__PROBLEM TO WORK ON__:
Set out all of the rows below as a numbered list, omitting any blank lines.

__Extracts from a box-labeled dataset__:
================

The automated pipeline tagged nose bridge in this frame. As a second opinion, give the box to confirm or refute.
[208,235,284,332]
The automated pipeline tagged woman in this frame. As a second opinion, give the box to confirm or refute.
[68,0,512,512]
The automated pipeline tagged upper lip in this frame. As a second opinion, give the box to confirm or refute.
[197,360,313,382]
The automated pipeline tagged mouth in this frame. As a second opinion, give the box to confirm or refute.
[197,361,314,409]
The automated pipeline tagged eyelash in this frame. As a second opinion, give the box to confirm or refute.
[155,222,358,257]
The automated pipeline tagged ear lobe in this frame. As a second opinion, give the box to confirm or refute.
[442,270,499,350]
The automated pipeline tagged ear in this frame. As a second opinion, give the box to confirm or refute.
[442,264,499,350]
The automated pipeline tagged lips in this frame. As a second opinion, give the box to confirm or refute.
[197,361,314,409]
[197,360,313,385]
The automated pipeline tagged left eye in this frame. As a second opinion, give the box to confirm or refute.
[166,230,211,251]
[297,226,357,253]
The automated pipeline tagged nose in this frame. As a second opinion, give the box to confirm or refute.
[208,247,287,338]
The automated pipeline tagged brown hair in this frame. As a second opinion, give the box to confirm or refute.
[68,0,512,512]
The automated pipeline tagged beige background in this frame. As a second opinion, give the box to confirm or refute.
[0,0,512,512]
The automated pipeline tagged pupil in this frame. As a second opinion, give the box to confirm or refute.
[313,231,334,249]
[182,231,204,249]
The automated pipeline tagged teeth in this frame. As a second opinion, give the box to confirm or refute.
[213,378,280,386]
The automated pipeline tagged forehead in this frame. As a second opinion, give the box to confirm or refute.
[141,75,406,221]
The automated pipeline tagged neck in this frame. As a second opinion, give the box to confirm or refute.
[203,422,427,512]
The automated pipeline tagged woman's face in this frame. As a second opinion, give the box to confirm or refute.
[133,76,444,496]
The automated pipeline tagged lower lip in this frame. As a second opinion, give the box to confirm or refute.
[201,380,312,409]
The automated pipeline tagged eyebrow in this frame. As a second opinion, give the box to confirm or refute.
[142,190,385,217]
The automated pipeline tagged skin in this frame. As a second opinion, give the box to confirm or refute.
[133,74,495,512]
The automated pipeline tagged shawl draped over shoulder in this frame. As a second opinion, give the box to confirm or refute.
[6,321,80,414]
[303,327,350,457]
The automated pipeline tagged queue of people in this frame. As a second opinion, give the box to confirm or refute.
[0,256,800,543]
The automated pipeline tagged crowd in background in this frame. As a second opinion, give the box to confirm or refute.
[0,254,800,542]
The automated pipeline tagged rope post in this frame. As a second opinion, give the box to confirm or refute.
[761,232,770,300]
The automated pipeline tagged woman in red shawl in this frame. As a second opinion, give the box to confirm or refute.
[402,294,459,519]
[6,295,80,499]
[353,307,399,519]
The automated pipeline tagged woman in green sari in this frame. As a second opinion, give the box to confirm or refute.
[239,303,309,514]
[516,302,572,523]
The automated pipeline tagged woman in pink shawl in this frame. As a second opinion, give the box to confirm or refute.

================

__WRITTEN SOLUTION__:
1. The automated pipeline tagged nose bridge in this frame. As a second opinion, give the box to confirm or refute.
2. [208,235,284,332]
3. The automated pipeline tagged woman in this frame. As a second opinion, give the box to confirm or refute.
4. [68,0,512,512]
5. The automated pipeline tagged upper lip in this frame. As a second opinion, give the box to confirm or refute.
6. [197,360,313,382]
7. The automated pipeline tagged mouth in this frame. As a second opinion, give the box to confirm or refute.
8. [197,361,314,409]
9. The automated pipeline tagged eyelash in this frame. As a second opinion, give the box to confirm or refute.
10. [155,222,358,257]
11. The automated pipeline tagged ear lobe in this frame. As a second opinion, give the box to confirm or refute.
12. [442,270,499,350]
13. The automated pipeline tagged ear in this frame. As a second opinion, give the box to confirm or refute.
14. [442,264,499,350]
15. The automated pipeline tagged lips in this frame. As a second opinion, give the box to confirm or refute.
16. [197,361,314,409]
17. [197,360,313,385]
18. The automated pipeline tagged left eye in this frame. As a second opinion, give the box to confirm or refute.
19. [166,230,211,251]
20. [297,226,357,253]
21. The automated pipeline tagged nose in this frame. As a second opinion, give the box to confirm or refute.
22. [208,247,287,338]
23. The automated pipeline tagged brown hair in this frame. As a second opinion, give the box to confirm or refute.
24. [68,0,512,512]
25. The automated pipeline tagged beige background in this frame. As a second opinion, give the box to confirm or refute.
26. [0,0,512,512]
27. The automated pipeline tagged pupil in this frame. As a second opinion, give the box to confirm or refute.
28. [313,231,334,249]
29. [182,231,204,249]
30. The automated pipeline tagged teeth in this frame. As a second opinion, give the box to confirm or refute.
31. [213,378,280,386]
32. The automated pipeline tagged forehead in this frame. As a second opinion, give the box to confirm or refute.
33. [141,75,406,221]
34. The automated pipeline tagged neck in this frame. As a second opinion, give the box to confirm or refute.
35. [203,422,427,512]
36. The automated pipeline tagged woman's face in this frame. As a second opinion, give the box to confirm or refute.
37. [133,76,444,496]
38. The automated pipeline tagged lower lip in this frame. As a second opinion, give the box to confirm or refute.
39. [201,380,312,409]
40. The automated pipeline tagged eyebrow in this frame. As a second opinion, give the box to confirm or refute.
41. [142,190,385,217]
42. The automated pipeline tagged skin in this frame. As a second opinion, give the box to confirm or refute.
43. [133,74,495,512]
44. The automated pipeline tagged shawl draped over shoulder in this frame. As a second opinion, give the box to confirm or refute.
45. [6,321,80,414]
46. [303,327,350,457]
47. The automated pipeline tagged queue of people in this frame. As a second opinion, give the box to confirm or refute.
48. [0,256,800,543]
49. The automated pipeline tagged crowd in background in this frame. As a second opinion, give the box to confirm or refute.
50. [0,254,800,542]
51. The automated pipeline tagged rope post in this frame. As a second opinion, give the box to confirm or refute.
52. [761,232,770,300]
53. The automated pipeline tagged woman in red shawl in this frame. As a second opinion, give the box to confirm or refute.
54. [402,294,459,519]
55. [6,295,80,499]
56. [353,307,399,519]
57. The automated pipeline tagged woman in green sari in this frame. As a second opinion, give the box to confirm or refute.
58. [239,303,309,514]
59. [516,302,572,523]
60. The automated pipeline tagged woman in pink shawl in this frame. As a second opinion, give the box to confirm or refute.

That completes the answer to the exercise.